> [WHAT IS NEEDED]: Please write out, word for word, the part of the Azure Tabular partitioning text from "2. PowerShell using" to "in the solution.".

> [DOCUMENT TEXT]:

┌──

Objective

The real-life requirement

Disclaimer: I assume dear Reader, that you are more than familiar with the general concept of partitioning and star schema modeling. The intended audience is people who used to be called BI developers in the past (with a good amount of experience), but they have all sorts of different titles nowadays that I can’t keep up with… I won’t provide a full Visual Studio solution that you can download and just run without any changes or configuration, but I will give you code can be used after parameterizing according to your own environment.

So, with that out of the way, let’s start with some nostalgia: who wouldn’t remember all the nice and challenging partitioning exercises for OLAP cubes? 🙂 If you had a huge fact table with hundreds of millions of rows it was at least not an efficient option to do a full process on the measure group every time, but more often it was out of the question.

In this example, I have a fact table with 500M+ rows that is updated hourly and I created monthly partitions. It is a neat solution and the actual processing takes about 3-4 minutes every hour, mostly because some big degenerate dimensions I couldn’t push out of scope. The actual measure group processing is usually 1-2 minutes and mostly involves 1-3 partitions.

I know OLAP is not dead (so it is said) but not really alive either. One thing is for sure: it is not available as PaaS (Platform as a Service) in Azure. So, if you want SSAS in the Cloud, that’s tabular. I assume migration/redesign from on-premise OLAP Cubes to Azure Tabular models is not uncommon. In the case of a huge table with an implemented partitioning solution, that should be ported as well.

Where Visual Studio provided a decent GUI for partitioning in the OLAP world, it’s not the case for tabular. It feels like a beta development environment that has been mostly abandoned because the focus has been shifted to other products (guesses are welcome, I’d say it’s Power BI but I often find the Microsoft roadmap confusing especially with how intensely Azure is extending and gaining an ever growing chunk in Microsoft’s income).

In short: let’s move that dynamic partitioning solution from OLAP into Azure Tabular!

Goal

The partitioning solution should accommodate the following requirements:

• Based on a configuration table handle different granularity for partitions (monthly, annual, …)
• Identify currently existing partitions
• Create a list of required partitions (this is mostly used at initialization)
• Compare existing and required partitions: create / delete if needed
• Based on the new set of data (e.g. in a staging table) update/process the relevant partitions
• Keep logs of what should happen and what actually happens

The process of Dynamic Partitioning

Used technology

My solution consists of the below components:

• SQL Server tables and stored procedures
• SSIS to orchestrate the process
• Scripting (two options to choose from)

  1. C# scripts inside SSIS utilizing TOM (Tabular Object Model) – used in this solution

     No, the second one is not Jerry 🙂 I am not sure the two methods would get on well in that cat-mouse relationship…

  2. PowerShell using the Tabular Model Scripting Language (TMSL) where the objects are defined using JSON format
• Azure Analysis Services (secure connections to it)

Let’s get to it, going through the steps from the diagram one-by-one!

Dynamic Tabular Partitioning

Overview

The below objects are used in the solution.

└──

> [GIVEN INFORMATION]:
┌──

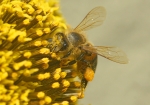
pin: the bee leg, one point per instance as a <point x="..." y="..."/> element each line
<point x="83" y="86"/>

└──

> [SOLUTION TO THE EXERCISE]:
2. PowerShell using the Tabular Model Scripting Language (TMSL) where the objects are defined using JSON format
• Azure Analysis Services (secure connections to it)

Let’s get to it, going through the steps from the diagram one-by-one!

Dynamic Tabular Partitioning

Overview

The below objects are used in the solution.